======== Input for this task
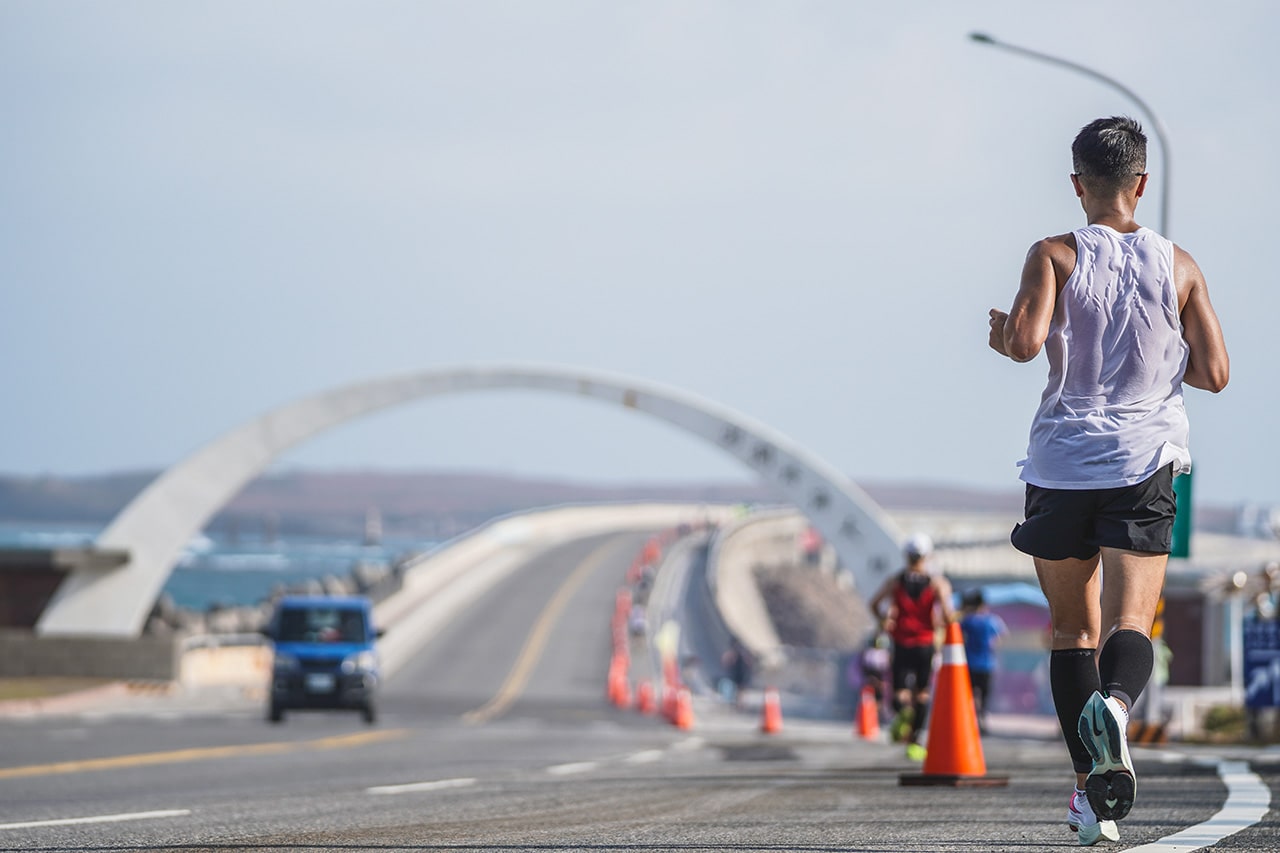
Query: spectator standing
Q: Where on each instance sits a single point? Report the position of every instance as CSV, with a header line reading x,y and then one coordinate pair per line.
x,y
982,630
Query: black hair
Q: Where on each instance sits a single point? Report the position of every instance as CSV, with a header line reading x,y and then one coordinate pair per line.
x,y
1109,154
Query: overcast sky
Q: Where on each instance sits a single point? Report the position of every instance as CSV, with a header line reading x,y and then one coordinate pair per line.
x,y
799,210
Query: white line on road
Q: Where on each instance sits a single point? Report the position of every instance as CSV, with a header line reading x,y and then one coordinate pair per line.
x,y
1247,802
100,819
415,787
574,767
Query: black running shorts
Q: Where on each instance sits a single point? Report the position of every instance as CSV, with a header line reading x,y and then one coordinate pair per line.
x,y
912,667
1077,523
================
Write every line of the data out again exactly, leaving out all images.

* Answer area:
Query: spectator standing
Q: Where on each instance sits a single point? Report the position of every instance as CSV, with a header line reading x,y and then one coordinate pair per line.
x,y
982,630
Query: black hair
Q: Where on each instance sits a single point? Report the position of every instance as CSV, with a header line reading x,y and then one coordinate pair per line.
x,y
1109,154
Query: overcast sky
Q: Where on each instance sits a single point? Report the position of every instance as CSV, with a header line reading x,y and then one coordinate pair per line.
x,y
799,210
Query: white line on road
Q: Where on each instance sits a single point? Report the position of every instance as CSV, with a header line reading x,y and then one coordinate pair per line.
x,y
1247,802
100,819
415,787
574,767
Query: black running shorts
Q: Where on each instance sits a single point? Report the position of every instance as CSV, with a header line reading x,y and then one coordinate pair per line.
x,y
912,667
1077,523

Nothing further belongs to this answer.